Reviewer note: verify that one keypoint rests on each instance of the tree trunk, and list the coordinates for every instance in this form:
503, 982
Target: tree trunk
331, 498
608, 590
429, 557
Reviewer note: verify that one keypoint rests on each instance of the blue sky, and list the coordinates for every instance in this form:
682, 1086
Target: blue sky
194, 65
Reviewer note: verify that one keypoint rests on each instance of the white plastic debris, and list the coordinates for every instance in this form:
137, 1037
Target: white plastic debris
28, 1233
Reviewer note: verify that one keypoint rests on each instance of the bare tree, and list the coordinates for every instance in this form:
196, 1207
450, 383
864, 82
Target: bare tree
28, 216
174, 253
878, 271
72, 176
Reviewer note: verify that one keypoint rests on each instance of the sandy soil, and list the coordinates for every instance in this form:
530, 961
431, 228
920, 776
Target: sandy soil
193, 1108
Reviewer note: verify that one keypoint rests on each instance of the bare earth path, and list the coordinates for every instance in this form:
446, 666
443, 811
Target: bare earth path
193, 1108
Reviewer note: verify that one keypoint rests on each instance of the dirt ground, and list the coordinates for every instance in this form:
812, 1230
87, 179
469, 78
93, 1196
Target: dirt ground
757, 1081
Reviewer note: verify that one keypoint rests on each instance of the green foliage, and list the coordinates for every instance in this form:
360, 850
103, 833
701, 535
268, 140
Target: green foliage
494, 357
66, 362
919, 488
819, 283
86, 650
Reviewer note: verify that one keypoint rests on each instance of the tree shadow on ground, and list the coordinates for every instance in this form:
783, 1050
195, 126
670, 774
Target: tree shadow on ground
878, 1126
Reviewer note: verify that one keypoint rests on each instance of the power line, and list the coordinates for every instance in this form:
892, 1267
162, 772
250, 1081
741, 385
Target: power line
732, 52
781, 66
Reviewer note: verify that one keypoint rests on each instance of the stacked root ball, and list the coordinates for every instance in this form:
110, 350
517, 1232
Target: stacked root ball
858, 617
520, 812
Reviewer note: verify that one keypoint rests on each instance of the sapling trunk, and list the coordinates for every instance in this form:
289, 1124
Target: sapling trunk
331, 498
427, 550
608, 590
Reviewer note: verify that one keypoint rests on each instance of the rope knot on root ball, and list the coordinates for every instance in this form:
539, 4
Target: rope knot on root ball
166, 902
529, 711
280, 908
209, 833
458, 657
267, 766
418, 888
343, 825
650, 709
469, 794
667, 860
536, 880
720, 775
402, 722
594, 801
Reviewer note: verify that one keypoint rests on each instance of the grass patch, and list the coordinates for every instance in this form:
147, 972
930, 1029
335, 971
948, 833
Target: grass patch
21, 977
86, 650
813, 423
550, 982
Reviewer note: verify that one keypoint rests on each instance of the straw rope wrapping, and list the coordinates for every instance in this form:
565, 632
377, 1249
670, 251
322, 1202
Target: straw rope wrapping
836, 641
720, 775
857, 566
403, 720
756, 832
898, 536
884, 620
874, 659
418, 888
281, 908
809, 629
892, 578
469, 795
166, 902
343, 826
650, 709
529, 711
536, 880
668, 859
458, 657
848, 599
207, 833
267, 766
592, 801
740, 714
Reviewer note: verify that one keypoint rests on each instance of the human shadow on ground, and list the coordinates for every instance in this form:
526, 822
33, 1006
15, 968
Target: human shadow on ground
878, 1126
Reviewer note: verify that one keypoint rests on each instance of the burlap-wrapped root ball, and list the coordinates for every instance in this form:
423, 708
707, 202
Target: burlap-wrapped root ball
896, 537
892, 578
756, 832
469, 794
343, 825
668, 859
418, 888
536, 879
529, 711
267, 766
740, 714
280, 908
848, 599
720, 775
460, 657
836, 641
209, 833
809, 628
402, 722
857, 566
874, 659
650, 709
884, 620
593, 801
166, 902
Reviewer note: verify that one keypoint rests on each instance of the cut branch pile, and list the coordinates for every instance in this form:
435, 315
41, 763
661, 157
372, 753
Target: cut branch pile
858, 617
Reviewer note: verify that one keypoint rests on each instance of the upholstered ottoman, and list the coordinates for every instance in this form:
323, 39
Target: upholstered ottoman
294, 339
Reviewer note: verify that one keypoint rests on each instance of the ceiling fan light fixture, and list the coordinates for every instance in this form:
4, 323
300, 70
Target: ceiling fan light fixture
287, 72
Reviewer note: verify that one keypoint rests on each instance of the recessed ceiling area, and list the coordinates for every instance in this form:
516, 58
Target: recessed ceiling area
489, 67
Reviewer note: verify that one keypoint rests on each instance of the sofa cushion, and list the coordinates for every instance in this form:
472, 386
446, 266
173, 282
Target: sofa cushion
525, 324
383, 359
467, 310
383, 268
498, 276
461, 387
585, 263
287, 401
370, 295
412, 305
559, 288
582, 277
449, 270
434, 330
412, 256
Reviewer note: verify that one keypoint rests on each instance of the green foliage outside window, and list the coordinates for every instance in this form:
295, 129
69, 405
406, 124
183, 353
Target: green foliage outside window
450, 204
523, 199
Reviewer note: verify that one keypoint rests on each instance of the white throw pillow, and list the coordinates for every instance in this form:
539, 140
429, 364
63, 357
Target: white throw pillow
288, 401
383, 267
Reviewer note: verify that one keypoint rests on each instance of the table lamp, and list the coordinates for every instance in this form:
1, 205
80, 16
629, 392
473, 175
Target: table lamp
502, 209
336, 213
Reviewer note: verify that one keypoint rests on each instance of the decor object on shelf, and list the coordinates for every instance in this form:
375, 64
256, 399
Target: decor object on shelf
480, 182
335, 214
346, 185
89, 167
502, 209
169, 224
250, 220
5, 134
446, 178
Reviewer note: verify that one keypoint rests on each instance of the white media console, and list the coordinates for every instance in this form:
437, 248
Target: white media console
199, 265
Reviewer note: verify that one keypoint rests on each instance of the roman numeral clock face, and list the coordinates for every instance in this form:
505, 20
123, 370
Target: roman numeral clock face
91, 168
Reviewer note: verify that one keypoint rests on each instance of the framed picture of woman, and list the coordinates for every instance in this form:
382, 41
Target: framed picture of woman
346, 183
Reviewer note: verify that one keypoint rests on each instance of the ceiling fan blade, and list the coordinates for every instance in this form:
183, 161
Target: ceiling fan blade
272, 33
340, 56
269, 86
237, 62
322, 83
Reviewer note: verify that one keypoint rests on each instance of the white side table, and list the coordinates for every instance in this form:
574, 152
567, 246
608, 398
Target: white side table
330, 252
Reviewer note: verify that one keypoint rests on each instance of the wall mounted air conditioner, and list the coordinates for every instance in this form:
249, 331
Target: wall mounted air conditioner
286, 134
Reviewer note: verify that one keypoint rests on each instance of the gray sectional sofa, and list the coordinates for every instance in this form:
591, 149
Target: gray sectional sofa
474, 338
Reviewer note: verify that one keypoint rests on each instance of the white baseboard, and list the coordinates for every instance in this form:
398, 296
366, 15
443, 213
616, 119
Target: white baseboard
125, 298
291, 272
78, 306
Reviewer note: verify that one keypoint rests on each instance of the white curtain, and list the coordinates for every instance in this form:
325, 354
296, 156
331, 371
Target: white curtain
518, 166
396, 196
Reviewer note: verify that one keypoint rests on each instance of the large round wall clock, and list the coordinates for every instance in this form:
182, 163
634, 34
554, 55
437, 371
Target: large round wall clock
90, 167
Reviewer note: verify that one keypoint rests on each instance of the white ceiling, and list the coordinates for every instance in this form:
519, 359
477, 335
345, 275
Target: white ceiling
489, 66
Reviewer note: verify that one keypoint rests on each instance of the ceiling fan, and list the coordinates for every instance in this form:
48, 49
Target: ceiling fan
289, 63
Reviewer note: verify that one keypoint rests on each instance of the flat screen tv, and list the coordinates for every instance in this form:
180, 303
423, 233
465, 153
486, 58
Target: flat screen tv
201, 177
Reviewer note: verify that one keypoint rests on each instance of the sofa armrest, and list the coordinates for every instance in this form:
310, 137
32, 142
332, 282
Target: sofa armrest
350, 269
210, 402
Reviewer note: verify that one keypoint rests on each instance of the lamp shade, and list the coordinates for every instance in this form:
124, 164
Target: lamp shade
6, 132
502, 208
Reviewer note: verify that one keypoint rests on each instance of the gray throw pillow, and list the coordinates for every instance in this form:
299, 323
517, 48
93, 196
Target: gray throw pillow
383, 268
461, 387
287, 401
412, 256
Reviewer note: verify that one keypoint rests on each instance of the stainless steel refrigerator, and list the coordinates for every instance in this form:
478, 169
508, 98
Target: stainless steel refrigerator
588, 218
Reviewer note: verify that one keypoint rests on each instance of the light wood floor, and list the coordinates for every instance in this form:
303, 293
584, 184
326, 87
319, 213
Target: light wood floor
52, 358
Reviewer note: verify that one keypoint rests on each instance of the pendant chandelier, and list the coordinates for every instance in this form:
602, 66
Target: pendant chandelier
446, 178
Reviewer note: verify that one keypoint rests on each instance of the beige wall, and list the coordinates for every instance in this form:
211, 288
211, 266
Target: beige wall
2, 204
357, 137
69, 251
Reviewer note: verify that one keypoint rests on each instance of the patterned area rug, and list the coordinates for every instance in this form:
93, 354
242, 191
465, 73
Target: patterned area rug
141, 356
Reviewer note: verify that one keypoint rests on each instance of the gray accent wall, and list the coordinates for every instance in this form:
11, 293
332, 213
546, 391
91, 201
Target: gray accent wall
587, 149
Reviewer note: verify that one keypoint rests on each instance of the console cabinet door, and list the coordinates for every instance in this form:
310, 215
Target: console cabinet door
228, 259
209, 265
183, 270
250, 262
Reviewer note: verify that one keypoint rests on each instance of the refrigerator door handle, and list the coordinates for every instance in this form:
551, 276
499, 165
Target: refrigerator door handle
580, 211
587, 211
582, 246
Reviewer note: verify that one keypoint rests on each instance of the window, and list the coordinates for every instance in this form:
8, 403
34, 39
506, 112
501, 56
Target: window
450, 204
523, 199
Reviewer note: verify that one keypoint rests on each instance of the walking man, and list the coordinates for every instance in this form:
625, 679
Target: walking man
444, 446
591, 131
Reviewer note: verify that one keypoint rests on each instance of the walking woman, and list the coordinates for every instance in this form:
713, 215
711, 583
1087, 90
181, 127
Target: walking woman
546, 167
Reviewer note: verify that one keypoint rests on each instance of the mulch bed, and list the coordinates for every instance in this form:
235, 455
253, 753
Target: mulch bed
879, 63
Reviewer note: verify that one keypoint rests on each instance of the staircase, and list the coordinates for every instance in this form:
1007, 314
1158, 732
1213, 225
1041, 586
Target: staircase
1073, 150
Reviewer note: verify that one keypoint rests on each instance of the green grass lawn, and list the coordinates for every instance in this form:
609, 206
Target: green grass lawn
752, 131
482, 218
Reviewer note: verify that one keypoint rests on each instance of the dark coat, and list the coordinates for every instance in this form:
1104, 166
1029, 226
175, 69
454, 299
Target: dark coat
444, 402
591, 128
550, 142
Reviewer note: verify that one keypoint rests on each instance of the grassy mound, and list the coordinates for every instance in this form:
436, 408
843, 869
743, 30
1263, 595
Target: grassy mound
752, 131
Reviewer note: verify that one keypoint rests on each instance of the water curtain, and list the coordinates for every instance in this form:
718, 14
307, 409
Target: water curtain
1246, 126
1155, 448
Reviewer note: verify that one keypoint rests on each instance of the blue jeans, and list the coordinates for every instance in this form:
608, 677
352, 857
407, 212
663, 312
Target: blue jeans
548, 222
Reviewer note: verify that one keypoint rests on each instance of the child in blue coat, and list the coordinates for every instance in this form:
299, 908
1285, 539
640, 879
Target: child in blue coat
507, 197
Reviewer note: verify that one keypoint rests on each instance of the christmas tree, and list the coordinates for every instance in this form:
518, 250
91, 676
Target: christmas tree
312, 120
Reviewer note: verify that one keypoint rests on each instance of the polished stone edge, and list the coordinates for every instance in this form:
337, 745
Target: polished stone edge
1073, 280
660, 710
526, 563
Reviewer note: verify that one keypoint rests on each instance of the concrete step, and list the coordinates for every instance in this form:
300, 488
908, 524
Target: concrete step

▶ _ABOUT THIS TASK_
Write out every line of the listing that holds the word "concrete".

▶ _YOUR SOLUTION_
Reviewer note: verify that one keypoint rests on each instance of the concrete step, and list the coordinates for every instance in this form:
Target: concrete step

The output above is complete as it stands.